> _Task_: Continue the Caution module documentation below, picking up after its final sentence.

> _Excerpt to read_:

----

Caution module stable¶
Purpose & Scope¶
The Caution module records operator-authored tribal-knowledge notes about equipment quirks and procedural gotchas. A Caution is the digital twin of the kind of warning that historically lived in a lab notebook or a Slack thread: "the hexapod stalls below 0.5 mm/s after thermal-soak finishes; wait 10 minutes or override the soak"; "do not skip the encoder home before tomography or the rotation center walks during long scans"; "channel 3 reads 0.2 mA low after the last calibration; subtract before plotting".
Cautions are lightweight and operator-owned. They do not gate work the way Safety Clearances do; instead they show up as banners at the moment work is about to start, so the operator about to launch a Run sees what the previous shift learned the hard way.
A Caution carries five roles:
- Identity for one operator note, stable across supersession chains. The Caution id is the internal opaque handle; there is no facility-minted external id today because cautions are internal operational artifacts.
- A lightweight finite lifecycle with a three-state machine: a Caution is Active when authored, can be Superseded by a newer Caution carrying revised text or workaround, or Retired when no longer applicable. There is no Approved / Review / Rejected ceremony; the author is the operator who saw the issue.
- A polymorphic target. A Caution attaches to either an Asset or a Procedure today. Run-level and Subject-level targets are deferred to a later iteration.
- Structured payload. Each Caution carries a closed Category (one of six), a closed Severity (one of three, ANSI Z535-downshifted), a free-text body, a REQUIRED free-text workaround, free tags, an optional expiry, and an opt-in flag for propagation down the Asset hierarchy.
- Non-blocking read-side surfaces. The Asset and Procedure detail pages eager-load the Active Cautions for the resource.

----

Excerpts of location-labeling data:

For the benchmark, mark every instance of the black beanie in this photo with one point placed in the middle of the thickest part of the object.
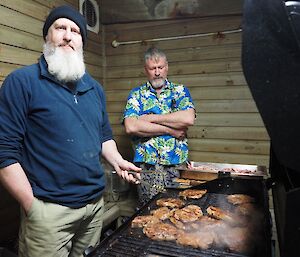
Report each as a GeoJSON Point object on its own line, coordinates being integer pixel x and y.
{"type": "Point", "coordinates": [69, 13]}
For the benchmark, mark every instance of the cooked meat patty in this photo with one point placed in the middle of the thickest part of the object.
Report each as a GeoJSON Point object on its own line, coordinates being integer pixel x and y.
{"type": "Point", "coordinates": [192, 193]}
{"type": "Point", "coordinates": [170, 202]}
{"type": "Point", "coordinates": [202, 240]}
{"type": "Point", "coordinates": [229, 217]}
{"type": "Point", "coordinates": [160, 231]}
{"type": "Point", "coordinates": [141, 221]}
{"type": "Point", "coordinates": [162, 213]}
{"type": "Point", "coordinates": [240, 199]}
{"type": "Point", "coordinates": [189, 213]}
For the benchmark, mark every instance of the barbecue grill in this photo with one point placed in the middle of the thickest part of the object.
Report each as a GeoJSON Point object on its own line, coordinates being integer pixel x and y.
{"type": "Point", "coordinates": [128, 241]}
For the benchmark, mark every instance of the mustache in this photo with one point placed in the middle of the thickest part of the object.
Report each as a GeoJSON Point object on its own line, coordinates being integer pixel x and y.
{"type": "Point", "coordinates": [66, 44]}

----

> _The output_:
GET /cautionslists them with status and target filters.Run.startqueries Active Cautions covering the Run's scope and surfaces them as a banner on the response, but never refuses to start.
Out of scope
- Blocking authority. Cautions never refuse to start a Run or Procedure. Anything that needs to actually stop work belongs in the Safety module as a Clearance.
- In-place text edit. There is no
update_cautionslice. The edit path issupersede_caution, which atomically retires the parent and writes a new child Caution with revised text. Lineage and audit are preserved. - Per-operator acknowledgement state. A Caution itself does not track which operator has acknowledged it. Acks live on the consumption event (the Run that consumed the caution at start time), not on the Caution aggregate.
- Promotion to a formal Clearance. A Warning-severity Caution that accumulates evidence is a candidate for promotion to a Safety Clearance, but today this is a hint only; there is no slice that performs the promotion.
- Additional target kinds. RunTarget and SubjectTarget are not modelled today. Runs are short-lived; a note about one is rarely actionable. Subject-level hazards overlap with the Subject module's own hazard field. Both are future-additive.
Aggregates¶
| Name | Identity | State summary | FSM |
|---|---|---|---|
Caution |
id: UUID |
target, category, severity, text, workaround, author_actor_id, tags, expires_at?, propagate_to_children, status, parent_caution_id?, superseded_by_caution_id?, retired_reason? |
yes |
parent_caution_id is populated only on a Caution that supersedes a prior one. superseded_by_caution_id is populated only on a Caution that has been replaced. The two pointers together form the lineage chain that downstream readers walk to find the current head of a quirk's history.
propagate_to_children is an explicit opt-in: when True, the projection walks Asset.parent_id downward at query time so a Caution on an Assembly surfaces on every Device under it.
Value Objects¶
| Name | Shape | Where used |
|---|---|---|
CautionText |
trimmed string, 1–2000 chars | Caution.text (the issue description) |
CautionWorkaround |
trimmed string, 1–2000 chars; REQUIRED | Caution.workaround (the operator-actionable mitigation) |
CautionTag |
trimmed string, 1–50 chars | members of Caution.tags (free vocabulary for facility-specific drift) |
CautionTarget |
2-arm discriminated union: AssetTarget(asset_id) | ProcedureTarget(procedure_id) |
Caution.target |
The workaround field is mandatory by aggregate invariant. A Caution with no actionable mitigation is just noise; the field's presence is the single strongest convention across operator-knowledge systems.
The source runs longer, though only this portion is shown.